> **EXCERPTED RECORDS**
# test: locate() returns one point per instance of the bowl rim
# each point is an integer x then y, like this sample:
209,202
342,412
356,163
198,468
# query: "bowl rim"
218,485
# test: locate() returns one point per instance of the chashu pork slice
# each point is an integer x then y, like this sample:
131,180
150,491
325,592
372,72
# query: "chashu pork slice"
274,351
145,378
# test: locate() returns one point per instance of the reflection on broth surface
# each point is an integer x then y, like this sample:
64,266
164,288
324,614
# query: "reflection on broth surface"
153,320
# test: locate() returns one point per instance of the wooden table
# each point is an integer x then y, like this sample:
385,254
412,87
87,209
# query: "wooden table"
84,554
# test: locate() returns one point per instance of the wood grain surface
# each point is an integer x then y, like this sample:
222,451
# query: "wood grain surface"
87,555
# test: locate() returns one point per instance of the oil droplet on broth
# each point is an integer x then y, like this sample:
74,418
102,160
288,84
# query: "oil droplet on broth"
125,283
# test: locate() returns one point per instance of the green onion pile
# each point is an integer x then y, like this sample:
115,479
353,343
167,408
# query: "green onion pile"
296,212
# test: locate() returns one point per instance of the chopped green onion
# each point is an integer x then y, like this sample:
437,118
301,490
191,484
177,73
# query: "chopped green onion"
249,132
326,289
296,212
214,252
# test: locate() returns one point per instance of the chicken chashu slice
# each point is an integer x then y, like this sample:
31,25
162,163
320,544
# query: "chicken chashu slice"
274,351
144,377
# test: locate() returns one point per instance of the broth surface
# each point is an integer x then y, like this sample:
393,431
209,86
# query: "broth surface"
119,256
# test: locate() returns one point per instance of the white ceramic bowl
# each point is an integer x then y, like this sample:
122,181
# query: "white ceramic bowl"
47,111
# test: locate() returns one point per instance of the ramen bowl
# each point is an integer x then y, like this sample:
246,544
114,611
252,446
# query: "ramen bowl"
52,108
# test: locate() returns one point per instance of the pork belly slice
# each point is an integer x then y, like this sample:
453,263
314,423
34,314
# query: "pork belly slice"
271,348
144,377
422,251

> **EXERCISE PROMPT**
Reproduce the lines word for word, starting at the one holding "# test: locate() returns one point per instance of the wooden" and ending at the final line of the material above.

> **SOLVED PROBLEM**
# test: locate() returns one point per instance of the wooden table
# each point is an integer x then y, like this sample:
385,254
412,87
87,209
# query: "wooden table"
84,554
# test: locate() returns one point per instance of the wood grain surface
# each point is an integer x then y, like this sample:
222,451
# query: "wood grain surface"
87,555
# test: locate() returns one point per instance of the oil droplet on broth
# each point is an integer x then y, like this sample:
74,418
102,160
288,84
# query: "oil droplet on broth"
125,283
# test: locate() returns one point per instance of the green onion pile
# each point is an integer x then y, like this sample:
115,479
353,343
167,408
# query: "green onion pile"
296,212
# test: locate() returns one point per instance of the chopped green onion
# each point is an integer x then y, like this sample:
437,118
301,490
191,484
177,73
# query: "chopped green onion"
249,132
326,289
296,212
214,252
# test: locate() returns one point per instance of the chicken chashu slice
# each point is an integer x then y, like this sample:
31,25
162,163
320,544
# query: "chicken chashu slice"
274,351
144,377
# test: locate() returns one point per instance of the broth surface
# each point is an integer x then y, like this sample:
393,431
209,86
# query: "broth surface"
119,256
# test: locate() returns one point per instance of the white ceramic bowl
# each point is an integer x then y, like this sample:
122,181
# query: "white ceramic bowl"
47,111
# test: locate() returns one point per instance of the ramen bowl
# each point is an integer x then y, like this sample:
246,544
114,611
252,446
# query: "ramen bowl"
52,108
# test: locate() returns one point per instance of the pork belly slice
# each point is an integer x then y, like this sample:
453,263
314,423
34,314
# query: "pork belly slice"
271,348
144,377
422,251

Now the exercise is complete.